* start *
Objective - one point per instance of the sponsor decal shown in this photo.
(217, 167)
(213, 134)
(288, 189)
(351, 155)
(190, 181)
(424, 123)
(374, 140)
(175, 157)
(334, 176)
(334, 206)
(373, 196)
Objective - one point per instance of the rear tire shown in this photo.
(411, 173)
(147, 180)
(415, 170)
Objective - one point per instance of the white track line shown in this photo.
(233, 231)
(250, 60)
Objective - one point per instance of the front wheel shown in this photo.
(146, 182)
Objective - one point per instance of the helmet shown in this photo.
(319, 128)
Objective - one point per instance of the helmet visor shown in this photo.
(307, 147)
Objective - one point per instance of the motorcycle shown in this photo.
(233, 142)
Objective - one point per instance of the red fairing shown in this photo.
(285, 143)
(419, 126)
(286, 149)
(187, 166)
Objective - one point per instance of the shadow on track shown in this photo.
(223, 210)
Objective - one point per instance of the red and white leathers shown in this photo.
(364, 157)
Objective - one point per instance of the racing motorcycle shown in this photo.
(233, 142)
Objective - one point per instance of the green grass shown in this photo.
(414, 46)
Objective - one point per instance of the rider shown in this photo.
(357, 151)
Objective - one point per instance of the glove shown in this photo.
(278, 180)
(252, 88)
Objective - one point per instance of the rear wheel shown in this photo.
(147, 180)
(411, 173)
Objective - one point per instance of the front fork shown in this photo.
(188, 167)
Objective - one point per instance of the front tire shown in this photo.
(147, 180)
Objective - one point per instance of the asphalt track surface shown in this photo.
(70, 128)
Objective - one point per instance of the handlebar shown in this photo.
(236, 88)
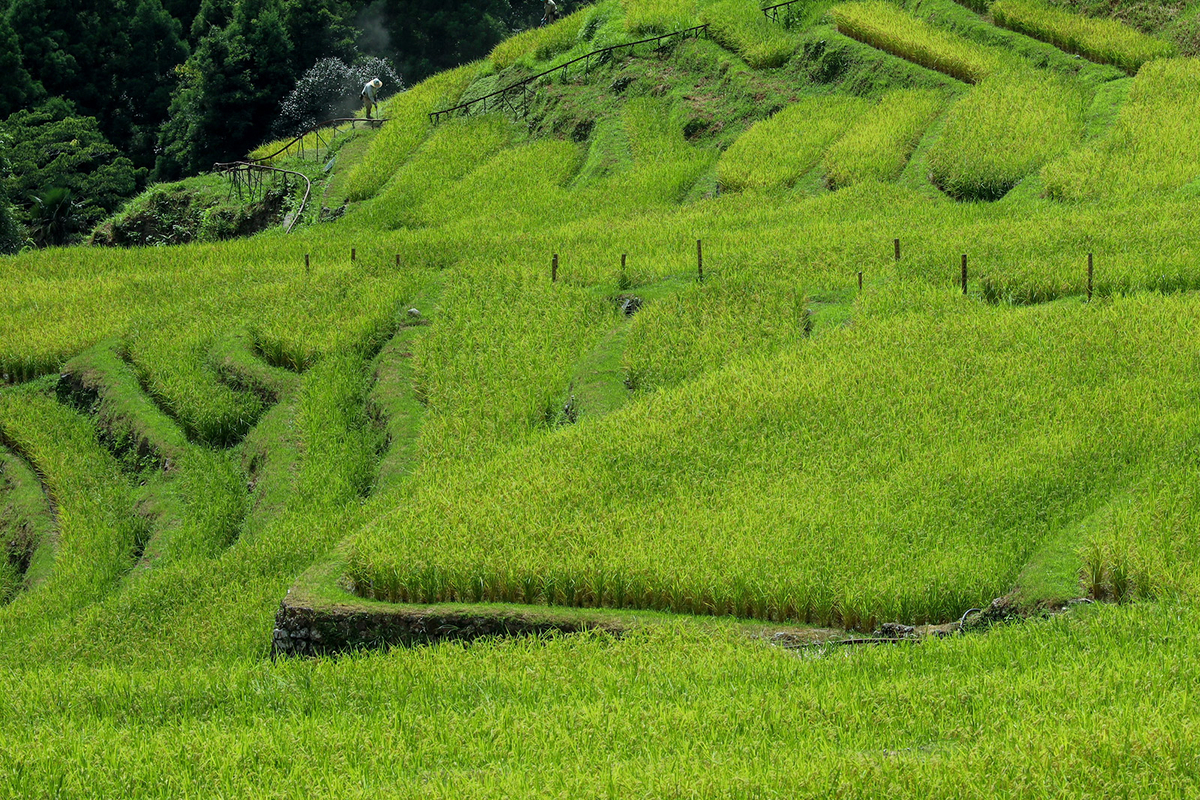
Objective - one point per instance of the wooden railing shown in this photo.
(319, 130)
(249, 176)
(515, 97)
(773, 12)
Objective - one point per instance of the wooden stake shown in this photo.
(1090, 266)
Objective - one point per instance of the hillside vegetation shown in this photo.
(865, 313)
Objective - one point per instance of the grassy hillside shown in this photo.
(679, 337)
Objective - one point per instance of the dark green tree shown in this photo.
(426, 36)
(17, 89)
(55, 148)
(113, 59)
(11, 234)
(232, 85)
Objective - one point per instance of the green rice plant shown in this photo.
(879, 145)
(766, 462)
(1099, 40)
(888, 28)
(454, 149)
(499, 356)
(1141, 546)
(1150, 149)
(544, 42)
(778, 151)
(520, 186)
(408, 114)
(1005, 130)
(708, 325)
(99, 534)
(649, 17)
(655, 164)
(741, 26)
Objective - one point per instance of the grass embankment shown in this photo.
(919, 453)
(895, 31)
(1099, 40)
(1006, 128)
(1150, 149)
(743, 28)
(777, 152)
(660, 713)
(877, 146)
(958, 518)
(27, 528)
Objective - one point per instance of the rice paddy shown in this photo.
(807, 419)
(1099, 40)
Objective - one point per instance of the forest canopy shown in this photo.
(161, 89)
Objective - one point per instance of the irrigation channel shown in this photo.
(249, 175)
(515, 97)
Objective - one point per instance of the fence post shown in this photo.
(1089, 277)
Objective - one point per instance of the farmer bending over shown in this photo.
(369, 95)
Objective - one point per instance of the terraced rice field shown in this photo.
(684, 352)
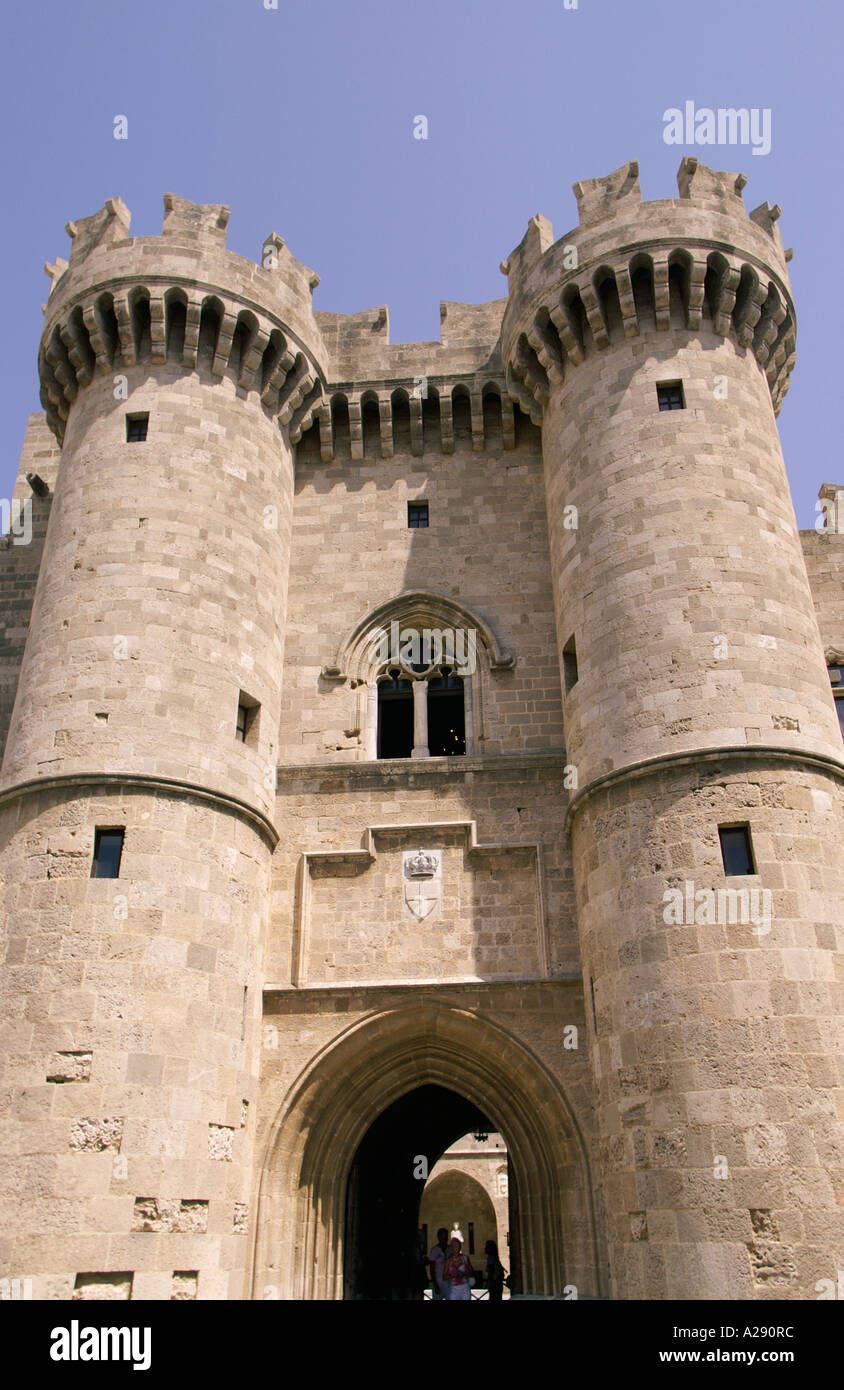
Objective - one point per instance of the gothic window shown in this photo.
(422, 712)
(447, 716)
(836, 674)
(395, 716)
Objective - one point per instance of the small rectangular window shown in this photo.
(669, 395)
(736, 849)
(136, 427)
(570, 665)
(246, 720)
(107, 851)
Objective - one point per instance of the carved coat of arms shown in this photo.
(422, 870)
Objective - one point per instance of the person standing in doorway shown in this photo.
(495, 1272)
(458, 1269)
(437, 1265)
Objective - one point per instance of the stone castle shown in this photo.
(403, 740)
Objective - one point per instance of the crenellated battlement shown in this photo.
(695, 262)
(181, 298)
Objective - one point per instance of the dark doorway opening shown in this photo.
(383, 1194)
(395, 717)
(447, 717)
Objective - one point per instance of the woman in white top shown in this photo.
(458, 1269)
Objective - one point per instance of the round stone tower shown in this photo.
(138, 781)
(654, 346)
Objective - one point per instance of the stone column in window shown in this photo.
(420, 719)
(371, 722)
(467, 715)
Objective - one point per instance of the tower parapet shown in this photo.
(630, 266)
(182, 298)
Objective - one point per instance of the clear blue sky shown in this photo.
(301, 118)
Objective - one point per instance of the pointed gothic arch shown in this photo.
(313, 1141)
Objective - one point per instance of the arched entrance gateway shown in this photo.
(341, 1155)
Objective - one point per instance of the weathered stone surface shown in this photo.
(652, 649)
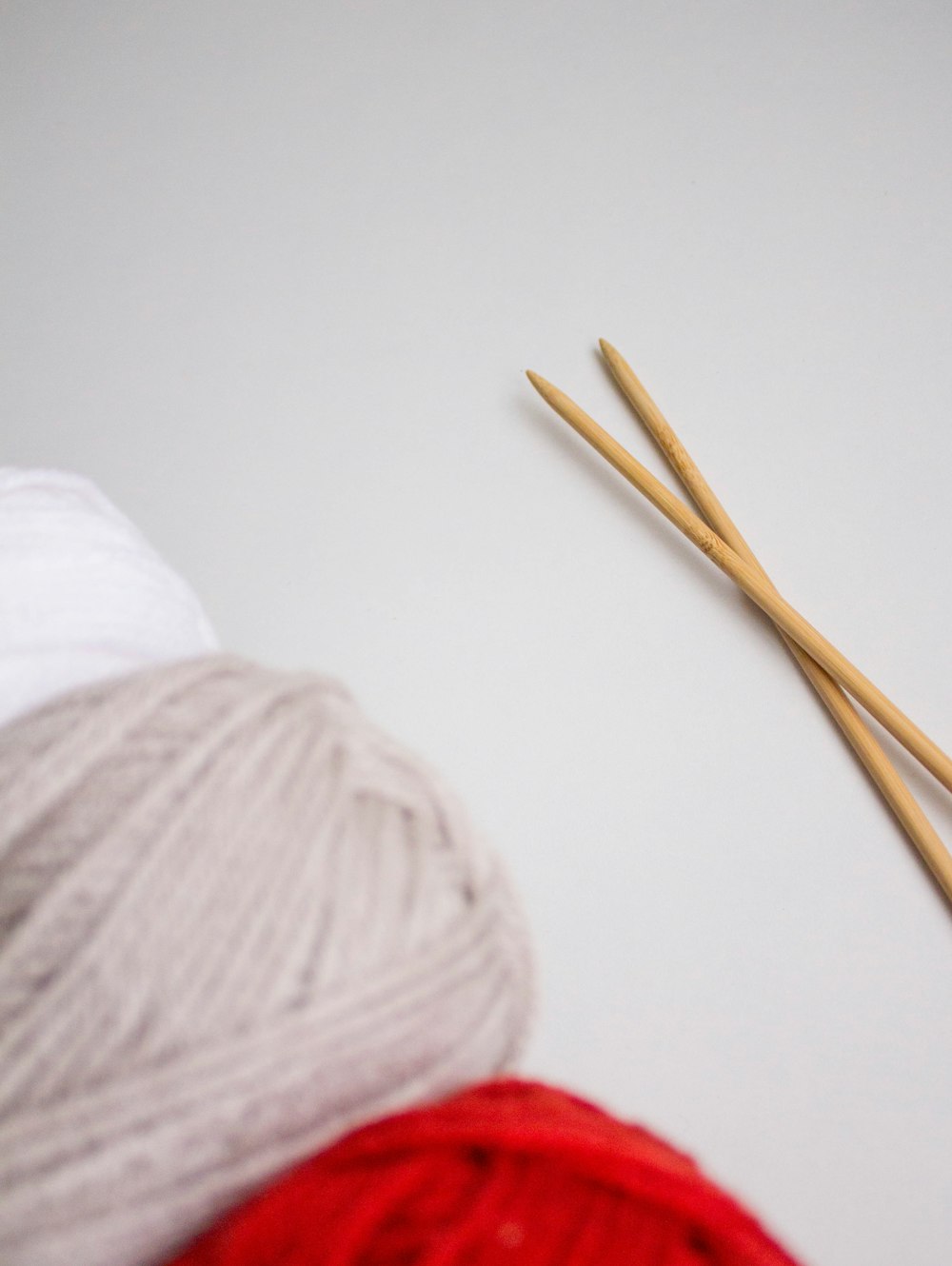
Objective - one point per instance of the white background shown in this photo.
(271, 275)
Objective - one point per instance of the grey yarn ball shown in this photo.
(236, 920)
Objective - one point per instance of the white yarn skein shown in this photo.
(83, 594)
(236, 921)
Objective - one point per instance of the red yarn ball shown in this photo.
(506, 1174)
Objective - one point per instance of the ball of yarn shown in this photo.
(236, 920)
(83, 594)
(506, 1174)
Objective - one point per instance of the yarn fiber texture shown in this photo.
(236, 921)
(83, 594)
(506, 1174)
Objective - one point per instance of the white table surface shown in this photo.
(271, 273)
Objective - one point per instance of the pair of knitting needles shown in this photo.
(823, 664)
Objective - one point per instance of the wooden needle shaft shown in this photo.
(863, 742)
(751, 582)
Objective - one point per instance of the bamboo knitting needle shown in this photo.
(749, 580)
(879, 766)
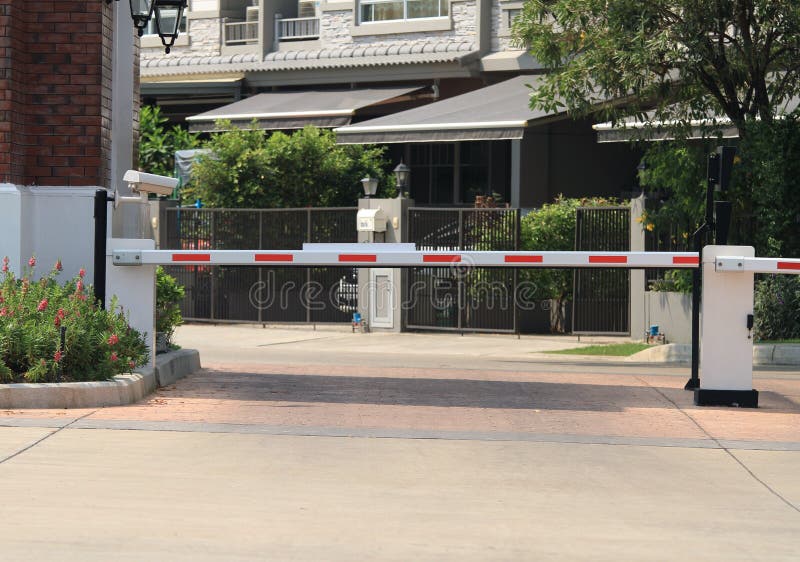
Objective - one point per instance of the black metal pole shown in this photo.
(100, 230)
(697, 275)
(694, 380)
* end *
■ Short problem
Take the entries shown above and quote them verbatim, passing over the pictures.

■ Problem solution
Objective - one point per instance of the sponsor decal shown in this photo.
(217, 167)
(213, 134)
(288, 189)
(351, 155)
(190, 181)
(424, 123)
(374, 140)
(175, 157)
(334, 176)
(334, 206)
(373, 196)
Objective - one point per instance of the rear tire shown in this photo.
(411, 173)
(147, 180)
(415, 170)
Objective - one point per instance of the white track line shown in this photo.
(233, 231)
(250, 60)
Objective - one point per instance of the front wheel shown in this photo.
(146, 182)
Objective - one point per instance of the helmet shown in this photo.
(319, 128)
Objective - one point per instance of the helmet visor shown in this photo.
(307, 147)
Objective - one point per instance of the motorcycle shown in this photo.
(233, 142)
Objective - one point per instance of the red fairing shown in this photo.
(285, 143)
(419, 126)
(286, 149)
(187, 166)
Objective - one point per instance of the shadow on track shown in this photo.
(223, 210)
Objective - one point per instance of the red and white leathers shown in this photo.
(364, 157)
Objective - one point per instance of the racing motorcycle shown in this photo.
(233, 142)
Objective - one point per instance of the green grass shown in this photo.
(414, 46)
Objective - one point per instance of the rider shown in this photo.
(357, 151)
Objective - one point per instance of the glove shown in this photo.
(278, 180)
(252, 88)
Objective - one point per instance of the rear wheel shown in this photo.
(147, 180)
(411, 173)
Objective - one point per instance of the front fork shown in this photo.
(188, 167)
Objective - one point per instance of the front tire shown in this photo.
(147, 180)
Objective - one point per instance of the asphalt track surface shown in this photo.
(70, 128)
Objective - one point per instance of the handlebar shown in this photo.
(236, 88)
Objective - one point per instance of the wooden railing shown in this photo.
(319, 130)
(249, 176)
(515, 97)
(773, 12)
Objective - one point per instance of the wooden stake shown in this photo.
(1090, 266)
Objective - one point per instance of the hillside vegetation shown in this photo.
(865, 313)
Objective - one point per instance of the grassy hillside shown in this photo.
(679, 337)
Objective - one point per instance of the dark green tree shown in this photo.
(426, 36)
(17, 89)
(55, 148)
(113, 59)
(11, 234)
(232, 85)
Objective - one point per instance of the green rice plant shown in this photo.
(879, 145)
(766, 462)
(1099, 40)
(888, 28)
(454, 149)
(499, 356)
(1141, 546)
(1150, 149)
(544, 42)
(778, 151)
(520, 186)
(408, 114)
(1005, 130)
(708, 325)
(99, 534)
(649, 17)
(655, 164)
(741, 26)
Objective - one point per instance of the grass embankment shown in this photo.
(919, 453)
(895, 31)
(1099, 40)
(1006, 128)
(1150, 149)
(743, 28)
(777, 152)
(660, 713)
(877, 146)
(958, 518)
(27, 528)
Objective - one point per instance of the rice paddy shown in this photo.
(807, 419)
(1099, 40)
Objective - one point per instance of the forest canopy shown in this photo.
(161, 89)
Objective - one point per instance of the irrigation channel shown in this photo.
(249, 175)
(515, 97)
Objective - one point per instance of the fence post shown in this photo.
(1089, 277)
Objective - one point per instance of the farmer bending over shown in this photo.
(369, 95)
Objective - one point per instance of the terraced rice field shown in this photo.
(684, 352)
Objective - one point per instance of the gothic window shown in this photo.
(422, 712)
(447, 716)
(836, 674)
(395, 716)
Objective - one point per instance of the small rectangular window shown in this photo.
(669, 395)
(736, 849)
(136, 427)
(570, 665)
(246, 720)
(107, 851)
Objective - one point per instance of the carved coat of arms shown in this photo.
(422, 870)
Objective - one point per instance of the person standing in doorway shown in this photo.
(495, 1272)
(458, 1269)
(437, 1265)
Objective - one point per instance of the stone castle shown in this photo.
(403, 740)
Objective - one point per instance of the crenellated battlement shown in this photo.
(695, 262)
(181, 298)
Objective - one point per instance of the dark doorway opening shown in this photo.
(383, 1194)
(395, 717)
(447, 717)
Objective - one point per instance of the woman in white top shown in this photo.
(458, 1269)
Objective - one point per instance of the round stone tower shown in this photo.
(138, 781)
(654, 346)
Objective - one point per instance of the stone column in window shown in this photo.
(420, 719)
(371, 722)
(467, 715)
Objective - one point per instance of the tower parapet shown in this photo.
(630, 266)
(182, 298)
Objective - one point per instance of the clear blue sky shown in this photo.
(301, 118)
Objective - one point per instance of the pointed gothic arch shown in this photo.
(313, 1141)
Objective - one point per instance of the arched entrance gateway shown in this photo.
(341, 1155)
Objective - one point per instance of the weathered stone surface shown in this photo.
(652, 649)
Objective - one point per instance of the white background shown in this photo.
(271, 275)
Objective - one point per instance of the grey yarn ball shown in this photo.
(236, 920)
Objective - one point per instance of the white yarn skein shown in this photo.
(83, 594)
(236, 921)
Objective - one point per instance of the red yarn ball shown in this photo.
(506, 1174)
Objective - one point per instance of the ball of yarn shown in this photo.
(236, 920)
(83, 594)
(506, 1174)
Objective - one point per instance of the yarn fiber texture shown in this photo.
(236, 921)
(83, 594)
(506, 1174)
Objective - one point per instance of the white table surface shown in this photo.
(271, 273)
Objective - one point per instance of the pair of knitting needles shown in this photo.
(823, 664)
Objective - one point per instance of the wooden needle shaft shown in this photo.
(863, 742)
(751, 582)
Objective - one point per instance of the bamboo knitting needle shown in this photo.
(749, 580)
(879, 766)
Objective - one point per instance of the black metal pole shown in this photo.
(100, 230)
(697, 275)
(694, 380)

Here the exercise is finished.